REQUESTS –
A - Reproduce the passage of the dbt setup guide word for word, starting with "dbt Core, adapters, and" and going on through "any specific database.".
B - Write the next part of the dbt setup guide, picking up after its final line.

Begin EXCERPTED TEXT

Week 10 - SQL Transformations with dbt

Introduction to dbt Core

dbt Setup for Azure PostgreSQL

SQL and Jinja Templating

dbt Tests

Incremental Models, Docs, and Snapshots

Building Your First Mart

Week 10 Gotchas & Pitfalls

Practice

Week 10 Assignment: Build a Daily Borough Stats Mart with dbt

Week 10 - Video Guide

Week 10 Lesson Plan (Teachers)

dbt Setup for Azure PostgreSQL

Setup is usually the least interesting part of learning a new tool, and also the part where most people get stuck. This chapter gets you from "nothing installed" to a working dbt project that connects to the shared Azure PostgreSQL database from Week 6, runs a trivial model into your personal schema, and passes dbt debug. Every later chapter in this week assumes you have finished the steps here.

By the end of this chapter, you should be able to:

<aside> 📦 Reference repo: A complete, CI-tested copy of the project this week builds lives at lassebenni/nyc-taxi-dbt-reference. The tags ch2-dbt-setup-azure through ch6-docs-extras mark the state at the end of each chapter. Do not clone it as a starting point: typing each file yourself is how the dbt mental model sticks. Use it to compare your work when something breaks: git checkout ch2-dbt-setup-azure shows what your project should look like at the end of this chapter.

</aside>

dbt Core, adapters, and why you install both

dbt Core is the engine: it parses your project, resolves Jinja templates, builds the DAG, and orchestrates the run. It does not know how to talk to any specific database.

Database communication lives in a separate package called an adapter. There is one adapter per warehouse:

Adapter Database Maintained by
dbt-postgres PostgreSQL (including Azure PostgreSQL) dbt Labs
dbt-snowflake Snowflake dbt Labs
dbt-bigquery Google BigQuery dbt Labs
dbt-redshift AWS Redshift dbt Labs
dbt-duckdb DuckDB community

The adapter translates dbt's generic instructions ("create this view", "select these columns") into the SQL dialect and connection protocol the warehouse expects. This week you target Azure PostgreSQL, so you install dbt-postgres alongside dbt Core.

<aside> 💡 The split exists so dbt Core can stay neutral and the dbt Labs team (plus the community) can ship adapters on independent release cycles. You only ever install the adapters you actually use.

</aside>

Install dbt Core and dbt-postgres with uv

In Week 5 you switched to uv as the recommended Python package manager. dbt is a CLI tool you reuse across projects, so install it once with uv tool install rather than as a project dependency. The same command works identically on macOS, Linux, and Windows:

uv tool install --python 3.12 dbt-core --with dbt-postgres

Two parts to notice:

Verify the install:

dbt --version

You should see something like:

Core:
  - installed: 1.11.x
  - latest:    1.11.x - Up to date!

End EXCERPTED TEXT
Begin DATA EXTRACT

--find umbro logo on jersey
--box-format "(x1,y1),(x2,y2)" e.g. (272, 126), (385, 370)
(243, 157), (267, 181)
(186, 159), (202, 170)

End DATA EXTRACT

OUTPUTS FOR THE TASKS –
A -
dbt Core, adapters, and why you install both

dbt Core is the engine: it parses your project, resolves Jinja templates, builds the DAG, and orchestrates the run. It does not know how to talk to any specific database.

B -
Plugins:
  - postgres: 1.10.x - Up to date!

A second PATH issue can happen if dbt is not on your PATH at all after install:

<aside> 💡 Run uv tool update-shell once and open a new terminal. This adds ~/.local/bin (macOS/Linux) or %USERPROFILE%\\.local\\bin (Windows) to your shell.

</aside>

If installation fails on macOS or Windows with a psycopg2 build error, install the binary wheel of the driver instead:

<aside> ⚠️ If uv tool install fails with a psycopg2 build error (most often on Apple Silicon or fresh Windows installs), retry with the binary wheel: uv tool install --python 3.12 dbt-core --with dbt-postgres --with psycopg2-binary. The -binary package bundles the Postgres client library so no system compiler is needed.

</aside>

The error is different on Linux because the system package, not the wheel, is missing:

<aside> ⚠️ Linux: if the install fails with pg_config not found, install the system Postgres dev headers first: sudo apt-get install libpq-dev (Debian/Ubuntu) or sudo dnf install libpq-devel (Fedora/RHEL). Then re-run the uv tool install command above.

</aside>

Create a new dbt project

A dbt project is a folder containing a dbt_project.yml config file and subfolders for models, tests, and macros. Every dbt command runs against a project, and the project is the unit of version control: one project, one git repo.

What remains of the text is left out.